§ What the task asks
Copy, exactly and without additions, every line in the records below from the one holding "Target: green leaf" through the one holding "Target: glossy green leaf", both ends included.
Dataset records START
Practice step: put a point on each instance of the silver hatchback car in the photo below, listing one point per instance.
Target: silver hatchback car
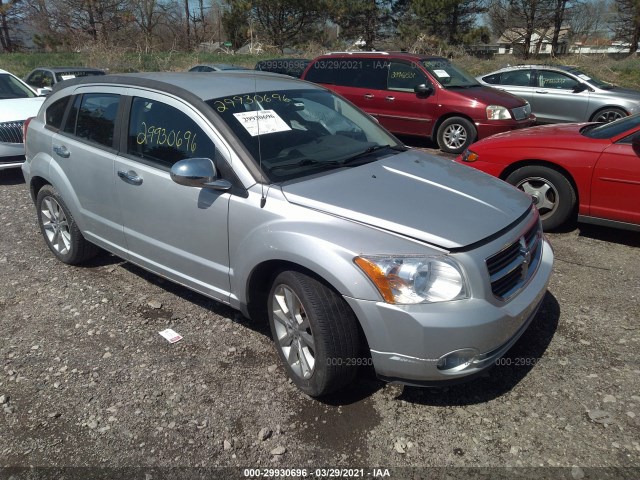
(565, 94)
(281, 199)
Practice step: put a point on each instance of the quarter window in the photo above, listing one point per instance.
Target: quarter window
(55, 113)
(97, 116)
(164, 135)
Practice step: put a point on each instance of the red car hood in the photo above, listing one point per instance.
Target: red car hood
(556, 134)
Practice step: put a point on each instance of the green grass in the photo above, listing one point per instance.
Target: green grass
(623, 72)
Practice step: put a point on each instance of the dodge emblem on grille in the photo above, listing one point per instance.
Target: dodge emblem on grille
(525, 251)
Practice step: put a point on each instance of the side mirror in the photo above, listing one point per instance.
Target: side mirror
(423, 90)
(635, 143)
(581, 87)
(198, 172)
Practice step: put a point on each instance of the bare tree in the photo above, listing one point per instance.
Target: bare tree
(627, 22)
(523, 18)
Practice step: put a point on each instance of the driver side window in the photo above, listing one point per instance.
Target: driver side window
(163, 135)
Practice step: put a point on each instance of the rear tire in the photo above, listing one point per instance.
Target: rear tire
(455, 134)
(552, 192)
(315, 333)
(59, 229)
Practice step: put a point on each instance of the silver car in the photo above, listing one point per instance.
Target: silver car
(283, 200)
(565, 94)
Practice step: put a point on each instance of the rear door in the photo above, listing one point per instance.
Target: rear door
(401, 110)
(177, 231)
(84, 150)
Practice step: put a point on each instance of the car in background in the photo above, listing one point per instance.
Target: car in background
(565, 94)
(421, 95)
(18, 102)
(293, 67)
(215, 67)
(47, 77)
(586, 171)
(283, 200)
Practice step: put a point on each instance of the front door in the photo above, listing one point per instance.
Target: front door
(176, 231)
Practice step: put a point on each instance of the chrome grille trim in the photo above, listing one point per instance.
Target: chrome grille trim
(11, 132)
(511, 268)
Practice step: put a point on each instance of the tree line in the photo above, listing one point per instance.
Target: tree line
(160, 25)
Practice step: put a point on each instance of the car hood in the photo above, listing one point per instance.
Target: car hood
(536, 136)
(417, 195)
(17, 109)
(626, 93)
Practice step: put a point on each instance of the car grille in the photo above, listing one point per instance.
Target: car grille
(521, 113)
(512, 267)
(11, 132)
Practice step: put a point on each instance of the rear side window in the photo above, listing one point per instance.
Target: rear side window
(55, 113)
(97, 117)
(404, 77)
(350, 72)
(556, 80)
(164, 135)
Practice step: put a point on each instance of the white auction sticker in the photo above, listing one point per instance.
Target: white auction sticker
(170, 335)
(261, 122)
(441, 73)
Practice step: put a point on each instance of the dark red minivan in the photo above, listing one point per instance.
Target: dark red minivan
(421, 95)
Dataset records END
Dataset records START
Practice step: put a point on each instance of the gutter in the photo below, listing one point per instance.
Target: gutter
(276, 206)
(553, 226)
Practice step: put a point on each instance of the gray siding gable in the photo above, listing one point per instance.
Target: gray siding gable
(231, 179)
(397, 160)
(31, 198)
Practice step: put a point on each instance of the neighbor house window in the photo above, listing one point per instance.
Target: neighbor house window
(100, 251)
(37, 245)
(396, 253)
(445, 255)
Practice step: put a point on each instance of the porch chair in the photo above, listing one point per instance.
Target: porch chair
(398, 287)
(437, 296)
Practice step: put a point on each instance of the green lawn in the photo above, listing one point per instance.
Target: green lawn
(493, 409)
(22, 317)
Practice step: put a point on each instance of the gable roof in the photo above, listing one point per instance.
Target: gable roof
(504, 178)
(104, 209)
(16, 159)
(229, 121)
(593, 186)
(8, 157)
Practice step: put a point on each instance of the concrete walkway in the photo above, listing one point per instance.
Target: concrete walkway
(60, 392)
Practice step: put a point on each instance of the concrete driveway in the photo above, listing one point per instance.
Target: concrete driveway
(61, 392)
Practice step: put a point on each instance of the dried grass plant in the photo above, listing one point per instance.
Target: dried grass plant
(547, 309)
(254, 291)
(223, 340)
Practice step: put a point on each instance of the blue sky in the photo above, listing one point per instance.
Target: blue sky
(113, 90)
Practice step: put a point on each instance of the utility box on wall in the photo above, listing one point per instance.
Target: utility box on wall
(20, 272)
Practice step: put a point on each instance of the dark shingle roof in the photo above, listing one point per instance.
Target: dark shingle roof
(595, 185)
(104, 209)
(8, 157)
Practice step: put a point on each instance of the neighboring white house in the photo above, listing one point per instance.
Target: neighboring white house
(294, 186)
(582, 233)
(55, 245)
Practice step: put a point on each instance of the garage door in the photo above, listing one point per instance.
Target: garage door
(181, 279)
Dataset records END
Dataset records START
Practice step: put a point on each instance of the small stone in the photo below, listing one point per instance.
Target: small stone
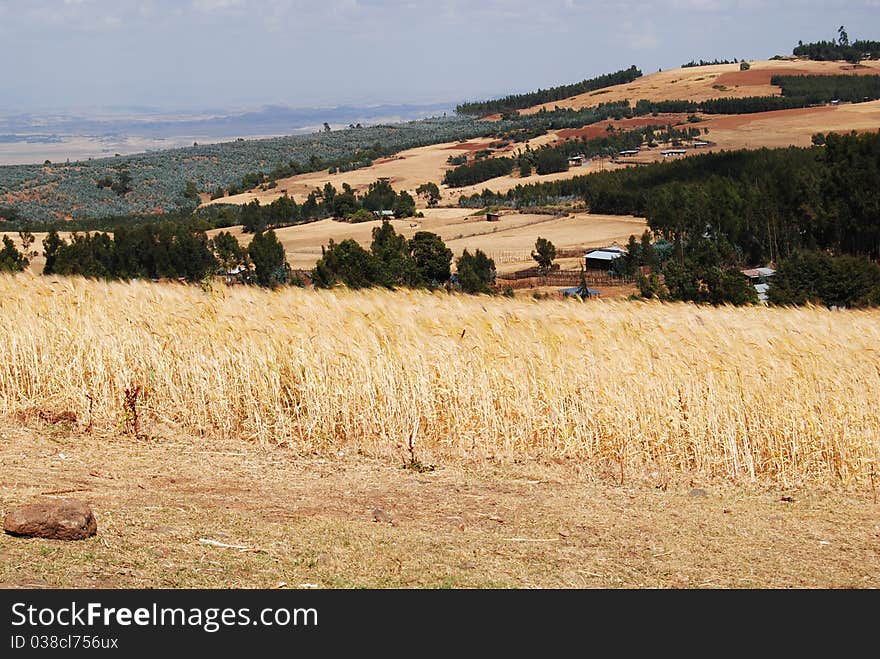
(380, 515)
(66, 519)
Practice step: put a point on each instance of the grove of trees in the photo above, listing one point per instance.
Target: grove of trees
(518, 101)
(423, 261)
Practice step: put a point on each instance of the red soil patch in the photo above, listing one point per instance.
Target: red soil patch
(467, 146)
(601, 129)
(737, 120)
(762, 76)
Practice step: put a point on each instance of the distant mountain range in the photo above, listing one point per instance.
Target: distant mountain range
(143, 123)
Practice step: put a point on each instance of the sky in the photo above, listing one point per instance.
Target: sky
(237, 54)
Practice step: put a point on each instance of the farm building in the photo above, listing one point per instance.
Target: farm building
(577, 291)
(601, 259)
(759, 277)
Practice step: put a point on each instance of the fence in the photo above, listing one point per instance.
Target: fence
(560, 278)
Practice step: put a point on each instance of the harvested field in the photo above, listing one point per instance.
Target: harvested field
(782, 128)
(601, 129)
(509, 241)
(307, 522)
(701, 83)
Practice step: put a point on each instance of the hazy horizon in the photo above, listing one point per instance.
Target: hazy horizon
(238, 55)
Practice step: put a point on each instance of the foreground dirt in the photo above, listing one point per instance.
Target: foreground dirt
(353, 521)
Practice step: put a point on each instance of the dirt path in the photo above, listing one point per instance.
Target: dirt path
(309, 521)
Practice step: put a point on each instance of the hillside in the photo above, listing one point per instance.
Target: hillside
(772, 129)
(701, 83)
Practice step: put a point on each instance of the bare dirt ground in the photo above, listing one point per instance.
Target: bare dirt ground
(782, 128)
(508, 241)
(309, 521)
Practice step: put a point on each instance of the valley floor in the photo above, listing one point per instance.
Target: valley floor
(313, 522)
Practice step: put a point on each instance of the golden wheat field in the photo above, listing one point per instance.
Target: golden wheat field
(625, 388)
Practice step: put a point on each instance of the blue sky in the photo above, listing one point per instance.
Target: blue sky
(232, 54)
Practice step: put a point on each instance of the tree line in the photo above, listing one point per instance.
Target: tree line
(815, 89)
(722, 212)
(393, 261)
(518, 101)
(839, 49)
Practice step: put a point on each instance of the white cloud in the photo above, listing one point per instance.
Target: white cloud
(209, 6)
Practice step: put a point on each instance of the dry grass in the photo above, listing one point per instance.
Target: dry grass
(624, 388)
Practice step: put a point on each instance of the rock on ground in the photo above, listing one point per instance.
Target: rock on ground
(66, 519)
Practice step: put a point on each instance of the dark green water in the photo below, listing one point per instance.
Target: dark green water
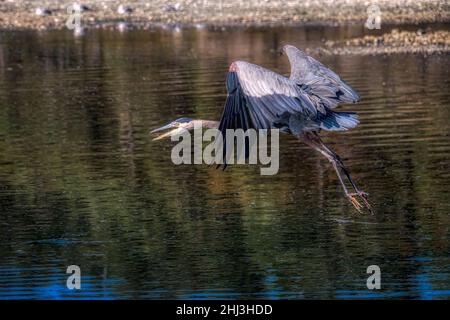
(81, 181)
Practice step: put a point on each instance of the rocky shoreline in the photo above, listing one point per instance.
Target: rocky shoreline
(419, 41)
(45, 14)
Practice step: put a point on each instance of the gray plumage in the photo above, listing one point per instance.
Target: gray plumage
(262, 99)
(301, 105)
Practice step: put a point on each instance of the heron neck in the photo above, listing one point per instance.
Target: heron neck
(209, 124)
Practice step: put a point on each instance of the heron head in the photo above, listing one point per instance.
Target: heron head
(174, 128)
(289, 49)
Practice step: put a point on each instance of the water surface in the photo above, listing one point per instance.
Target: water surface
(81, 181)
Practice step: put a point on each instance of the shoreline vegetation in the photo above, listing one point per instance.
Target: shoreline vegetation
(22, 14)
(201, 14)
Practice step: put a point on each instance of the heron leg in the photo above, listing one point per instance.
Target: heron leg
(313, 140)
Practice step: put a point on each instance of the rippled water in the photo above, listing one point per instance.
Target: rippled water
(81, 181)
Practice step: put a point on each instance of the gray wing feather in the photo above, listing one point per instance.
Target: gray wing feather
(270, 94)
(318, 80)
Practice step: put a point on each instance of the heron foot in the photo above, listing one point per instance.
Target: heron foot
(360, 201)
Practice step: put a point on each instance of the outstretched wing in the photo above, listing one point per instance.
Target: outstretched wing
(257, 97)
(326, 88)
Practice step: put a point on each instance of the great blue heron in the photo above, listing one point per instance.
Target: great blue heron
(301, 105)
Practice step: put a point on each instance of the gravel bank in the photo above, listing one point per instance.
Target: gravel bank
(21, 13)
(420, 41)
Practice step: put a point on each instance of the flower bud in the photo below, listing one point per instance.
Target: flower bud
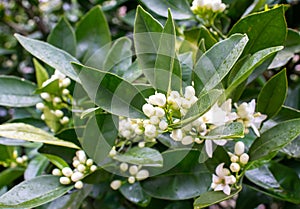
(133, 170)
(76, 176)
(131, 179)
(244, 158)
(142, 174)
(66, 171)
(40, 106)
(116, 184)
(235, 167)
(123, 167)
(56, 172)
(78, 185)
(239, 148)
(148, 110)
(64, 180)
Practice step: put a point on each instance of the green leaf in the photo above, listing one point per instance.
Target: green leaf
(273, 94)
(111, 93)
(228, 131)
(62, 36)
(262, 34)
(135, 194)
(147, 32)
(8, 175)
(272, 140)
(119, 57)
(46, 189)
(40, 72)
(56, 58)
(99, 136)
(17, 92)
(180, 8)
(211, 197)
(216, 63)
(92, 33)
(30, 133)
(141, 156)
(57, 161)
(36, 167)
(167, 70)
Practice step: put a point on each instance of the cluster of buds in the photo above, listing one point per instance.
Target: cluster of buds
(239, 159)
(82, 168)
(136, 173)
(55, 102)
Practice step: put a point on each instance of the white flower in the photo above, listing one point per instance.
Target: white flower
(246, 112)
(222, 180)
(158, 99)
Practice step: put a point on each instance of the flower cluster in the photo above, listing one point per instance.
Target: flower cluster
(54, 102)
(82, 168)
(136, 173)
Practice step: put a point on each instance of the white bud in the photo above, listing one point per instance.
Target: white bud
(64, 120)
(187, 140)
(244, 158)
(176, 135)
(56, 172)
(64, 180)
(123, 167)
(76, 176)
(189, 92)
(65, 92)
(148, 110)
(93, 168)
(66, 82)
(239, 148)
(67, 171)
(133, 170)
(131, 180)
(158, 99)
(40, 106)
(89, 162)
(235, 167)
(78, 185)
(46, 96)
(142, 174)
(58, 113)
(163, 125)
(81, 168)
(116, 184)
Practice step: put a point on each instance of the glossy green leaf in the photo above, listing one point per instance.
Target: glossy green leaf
Dataset records END
§ Answer below
Target: green leaf
(273, 94)
(111, 93)
(228, 131)
(62, 36)
(262, 34)
(135, 194)
(147, 32)
(8, 175)
(272, 140)
(119, 57)
(46, 189)
(40, 72)
(56, 58)
(99, 136)
(17, 92)
(180, 8)
(211, 197)
(216, 63)
(92, 33)
(30, 133)
(141, 156)
(57, 161)
(36, 167)
(167, 70)
Practice step: put a point on each instance of the cluster of buds in the photo above, listing one point per instance.
Target: cluster of buds
(239, 159)
(82, 168)
(136, 173)
(55, 102)
Practice step: put a point on each instance of the white flower in the photo above, listing one point per instance.
Target: white flower
(246, 112)
(222, 180)
(158, 99)
Practice step: put a point on each instance of the flower cluster in the photo above, listing one point per instance.
Target: flower cluster
(54, 102)
(82, 168)
(136, 173)
Practice step: put a point on each instance of the white bud in the photo above, listing one point per instance.
Target: white bud
(64, 120)
(187, 140)
(244, 158)
(176, 135)
(56, 172)
(64, 180)
(123, 167)
(76, 176)
(189, 92)
(65, 92)
(148, 110)
(93, 168)
(66, 82)
(239, 148)
(67, 171)
(133, 170)
(131, 180)
(158, 99)
(40, 106)
(89, 162)
(235, 167)
(78, 185)
(46, 96)
(142, 174)
(58, 113)
(163, 125)
(81, 168)
(116, 184)
Practice step: put a point on each instance of the glossy green leaf in the photo above, listing one point per instance.
Target: glossy green leaf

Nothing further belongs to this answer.